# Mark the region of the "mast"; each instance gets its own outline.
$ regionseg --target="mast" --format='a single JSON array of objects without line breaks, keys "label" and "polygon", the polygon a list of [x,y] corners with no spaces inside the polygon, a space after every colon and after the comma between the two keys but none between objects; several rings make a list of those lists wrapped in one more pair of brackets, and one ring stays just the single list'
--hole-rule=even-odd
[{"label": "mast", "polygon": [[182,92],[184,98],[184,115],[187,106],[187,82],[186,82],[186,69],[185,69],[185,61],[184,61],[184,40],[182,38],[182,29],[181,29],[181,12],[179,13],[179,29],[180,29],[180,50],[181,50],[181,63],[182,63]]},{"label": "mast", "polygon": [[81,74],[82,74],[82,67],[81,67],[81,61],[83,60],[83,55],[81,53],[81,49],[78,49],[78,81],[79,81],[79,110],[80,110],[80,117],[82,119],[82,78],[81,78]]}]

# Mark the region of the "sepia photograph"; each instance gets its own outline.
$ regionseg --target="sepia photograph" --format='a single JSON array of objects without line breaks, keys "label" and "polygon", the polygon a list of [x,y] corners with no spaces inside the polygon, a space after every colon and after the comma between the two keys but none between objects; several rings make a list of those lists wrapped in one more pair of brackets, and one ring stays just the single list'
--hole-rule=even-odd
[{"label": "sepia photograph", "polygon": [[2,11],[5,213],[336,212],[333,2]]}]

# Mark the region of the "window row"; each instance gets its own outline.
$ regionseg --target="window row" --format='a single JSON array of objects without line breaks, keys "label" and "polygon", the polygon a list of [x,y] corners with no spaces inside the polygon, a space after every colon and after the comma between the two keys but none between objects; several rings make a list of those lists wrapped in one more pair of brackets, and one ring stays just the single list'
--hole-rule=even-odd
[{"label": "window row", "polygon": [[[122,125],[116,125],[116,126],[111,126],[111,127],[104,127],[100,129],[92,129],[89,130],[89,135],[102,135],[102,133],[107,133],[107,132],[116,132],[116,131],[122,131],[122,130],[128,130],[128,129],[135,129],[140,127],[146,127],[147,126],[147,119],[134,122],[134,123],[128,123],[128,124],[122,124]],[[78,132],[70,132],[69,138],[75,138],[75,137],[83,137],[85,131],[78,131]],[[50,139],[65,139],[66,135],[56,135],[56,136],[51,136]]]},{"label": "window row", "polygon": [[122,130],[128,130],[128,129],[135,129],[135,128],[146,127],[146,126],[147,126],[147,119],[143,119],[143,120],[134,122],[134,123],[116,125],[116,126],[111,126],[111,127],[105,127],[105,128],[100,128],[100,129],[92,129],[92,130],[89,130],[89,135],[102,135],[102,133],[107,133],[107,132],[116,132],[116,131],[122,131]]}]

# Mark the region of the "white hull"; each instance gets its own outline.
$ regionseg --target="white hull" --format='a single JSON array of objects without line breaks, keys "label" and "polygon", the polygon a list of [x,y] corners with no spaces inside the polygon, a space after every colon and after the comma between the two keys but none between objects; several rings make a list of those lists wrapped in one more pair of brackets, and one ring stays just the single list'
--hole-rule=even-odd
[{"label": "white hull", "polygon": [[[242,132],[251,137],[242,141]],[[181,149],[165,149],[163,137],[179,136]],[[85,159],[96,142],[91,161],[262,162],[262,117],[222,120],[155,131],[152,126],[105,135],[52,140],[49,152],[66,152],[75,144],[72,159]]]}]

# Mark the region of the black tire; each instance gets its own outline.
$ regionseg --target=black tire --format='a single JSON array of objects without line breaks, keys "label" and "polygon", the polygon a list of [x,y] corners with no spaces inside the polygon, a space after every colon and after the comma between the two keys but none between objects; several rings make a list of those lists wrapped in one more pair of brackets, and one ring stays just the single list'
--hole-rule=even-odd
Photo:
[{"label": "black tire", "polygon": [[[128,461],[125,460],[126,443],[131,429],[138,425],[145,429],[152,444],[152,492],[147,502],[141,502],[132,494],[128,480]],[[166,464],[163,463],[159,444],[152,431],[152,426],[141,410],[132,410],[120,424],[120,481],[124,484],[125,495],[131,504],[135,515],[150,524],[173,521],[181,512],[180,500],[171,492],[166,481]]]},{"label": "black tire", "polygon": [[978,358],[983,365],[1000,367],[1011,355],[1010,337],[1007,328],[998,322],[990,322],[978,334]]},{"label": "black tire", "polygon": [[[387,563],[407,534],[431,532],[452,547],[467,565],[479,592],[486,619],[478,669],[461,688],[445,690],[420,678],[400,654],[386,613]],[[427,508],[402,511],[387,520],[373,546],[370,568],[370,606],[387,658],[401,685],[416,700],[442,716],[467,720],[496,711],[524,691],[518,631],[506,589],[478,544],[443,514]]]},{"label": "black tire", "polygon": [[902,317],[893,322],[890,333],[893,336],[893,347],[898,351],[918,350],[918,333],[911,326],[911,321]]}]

----------------

:: Challenge ::
Rewrite every line of the data above as a numbered list, leaving out the blank lines.

:: Response below ::
1. # Mark the region of the "mast"; each instance gets its own outline.
2. $ regionseg --target="mast" --format='a single JSON array of objects without line breaks, keys "label" and "polygon", the polygon a list of [x,y] corners with no spaces inside the polygon, a space after every colon and after the comma between the two keys but none between objects; several rings make a list of those lists wrapped in one more pair of brackets, and one ring stays just the single list'
3. --hole-rule=even-odd
4. [{"label": "mast", "polygon": [[182,92],[184,98],[184,115],[187,106],[187,82],[186,82],[186,69],[185,69],[185,61],[184,61],[184,40],[182,38],[182,29],[181,29],[181,12],[179,13],[179,29],[180,29],[180,50],[181,50],[181,63],[182,63]]},{"label": "mast", "polygon": [[81,74],[82,74],[82,67],[81,67],[81,61],[83,60],[83,55],[81,53],[81,49],[78,49],[78,81],[79,81],[79,110],[80,110],[80,117],[82,119],[82,78],[81,78]]}]
5. # Mark the region of the "sepia photograph"; each instance gets its own outline.
6. $ regionseg --target="sepia photograph" --format='a single JSON array of objects without line breaks, keys "label" and "polygon", the polygon a list of [x,y] corners with no spaces inside the polygon, a space after every colon and after the comma between the two keys but none between objects; several rings make a list of those lists wrapped in one more pair of brackets, and one ring stays just the single list'
7. --hole-rule=even-odd
8. [{"label": "sepia photograph", "polygon": [[2,11],[5,213],[336,212],[333,2]]}]
9. # Mark the region of the "window row"; each instance gets its own outline.
10. $ regionseg --target="window row" --format='a single JSON array of objects without line breaks, keys "label" and "polygon", the polygon a list of [x,y] corners with no spaces inside the polygon, a space after every colon and after the comma between the two keys but none between objects; several rings make a list of those lists wrapped in one more pair of brackets, and one ring stays just the single list'
11. --hole-rule=even-odd
12. [{"label": "window row", "polygon": [[[122,125],[116,125],[116,126],[111,126],[111,127],[104,127],[100,129],[92,129],[89,130],[89,135],[102,135],[102,133],[107,133],[107,132],[116,132],[116,131],[122,131],[122,130],[128,130],[128,129],[135,129],[140,127],[146,127],[147,126],[147,119],[134,122],[134,123],[128,123],[128,124],[122,124]],[[78,132],[70,132],[69,138],[75,138],[75,137],[83,137],[85,131],[78,131]],[[50,139],[65,139],[66,135],[56,135],[56,136],[51,136]]]},{"label": "window row", "polygon": [[122,130],[128,130],[128,129],[135,129],[135,128],[146,127],[146,126],[147,126],[147,119],[143,119],[143,120],[134,122],[134,123],[116,125],[116,126],[111,126],[111,127],[105,127],[105,128],[100,128],[100,129],[92,129],[92,130],[89,130],[89,135],[102,135],[102,133],[107,133],[107,132],[116,132],[116,131],[122,131]]}]
13. # Mark the region of the "white hull"; each instance gets its own outline.
14. $ regionseg --target="white hull" --format='a single JSON array of objects without line breaks, keys "label" and "polygon", the polygon a list of [x,y] corners with no spaces inside the polygon, a space after every colon and after the comma between the two keys but none between objects; several rings make a list of those lists wrapped in one more pair of brackets, and one ring stays just the single list'
15. --hole-rule=even-odd
16. [{"label": "white hull", "polygon": [[[242,132],[251,137],[242,141]],[[181,149],[165,149],[163,137],[179,136]],[[85,159],[96,142],[91,161],[262,162],[262,117],[222,120],[155,131],[152,126],[105,135],[52,140],[49,152],[66,152],[75,144],[72,159]]]}]
17. # Mark the region of the black tire; each instance gets its own outline.
18. $ regionseg --target=black tire --format='a single JSON array of objects without line breaks, keys "label" and "polygon", the polygon a list of [x,y] corners with no spaces inside the polygon, a space after every colon and after the comma between the two keys but none between objects; several rings make a list of those lists wrapped in one more pair of brackets, and one ring stays just the single list'
19. --hole-rule=even-odd
20. Photo:
21. [{"label": "black tire", "polygon": [[[128,461],[125,460],[126,443],[131,429],[138,425],[145,429],[152,444],[152,492],[147,502],[141,502],[132,494],[128,480]],[[166,464],[163,463],[159,444],[152,431],[152,426],[141,410],[132,410],[120,424],[120,481],[124,484],[125,495],[131,504],[135,515],[150,524],[173,521],[181,512],[180,500],[171,492],[166,481]]]},{"label": "black tire", "polygon": [[978,358],[983,365],[1000,367],[1011,355],[1010,337],[1007,328],[998,322],[990,322],[978,334]]},{"label": "black tire", "polygon": [[[387,563],[407,534],[431,532],[452,547],[467,565],[479,592],[486,619],[478,669],[461,688],[445,690],[420,678],[400,654],[386,613]],[[427,508],[402,511],[387,520],[373,546],[370,568],[370,606],[387,658],[401,685],[416,700],[442,716],[467,720],[496,711],[524,691],[518,631],[506,589],[478,544],[443,514]]]},{"label": "black tire", "polygon": [[902,317],[893,322],[890,333],[893,336],[893,347],[898,351],[918,350],[918,333],[911,326],[911,321]]}]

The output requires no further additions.